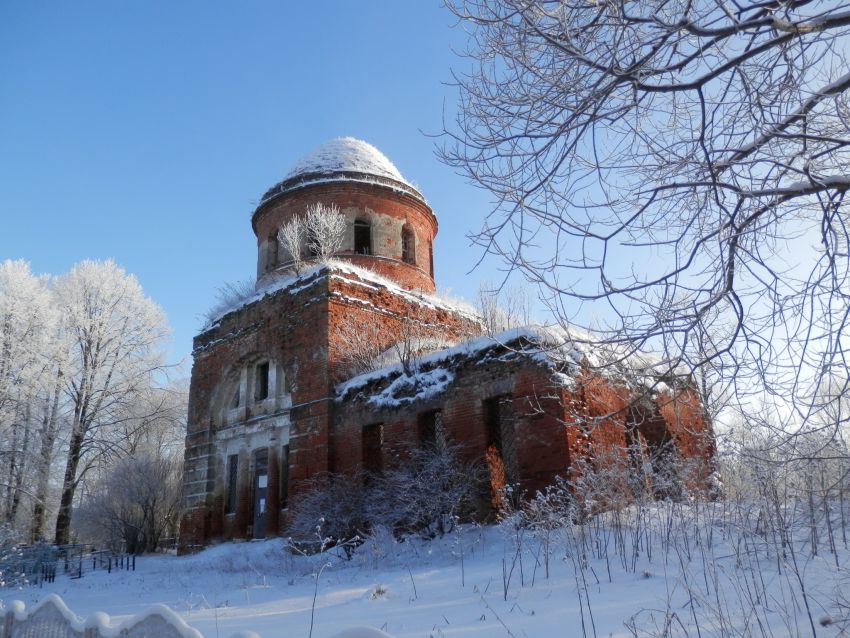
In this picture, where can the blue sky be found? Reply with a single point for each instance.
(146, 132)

* * *

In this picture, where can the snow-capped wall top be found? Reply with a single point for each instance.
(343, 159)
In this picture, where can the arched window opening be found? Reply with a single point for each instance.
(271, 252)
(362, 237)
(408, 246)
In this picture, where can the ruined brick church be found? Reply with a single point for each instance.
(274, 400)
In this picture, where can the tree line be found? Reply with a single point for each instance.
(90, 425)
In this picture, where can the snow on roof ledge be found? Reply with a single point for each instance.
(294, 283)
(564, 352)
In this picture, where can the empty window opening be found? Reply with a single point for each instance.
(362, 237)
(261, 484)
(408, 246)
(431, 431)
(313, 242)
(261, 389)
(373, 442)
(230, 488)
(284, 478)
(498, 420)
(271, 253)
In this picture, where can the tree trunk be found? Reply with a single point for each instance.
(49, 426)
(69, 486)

PROBLEM STATEMENT:
Pick out every line in the records above that contains the string 'single' and copy each one in full. Match case.

OUTPUT OF THE TASK:
In this picture, where can the blue sky be found? Reply with a single point for each instance.
In this picture, where can the snow-capped wall top be found? Reply with a single point for each instance.
In this picture, where can the arched window opening be found? Reply with a single point for each instance.
In this picture, where can the ruined brick church be found? Reply with a single point for each instance.
In this picture, where can the tree line be found? Reply with a single point for each instance.
In this picture, where can the snow on roof ledge be found? Reply with a single point for each instance.
In this picture, where can the empty window opening be found? Reply with a single point for each instance.
In this picture, where can the tree trunk be found? Reply with a single point for each instance.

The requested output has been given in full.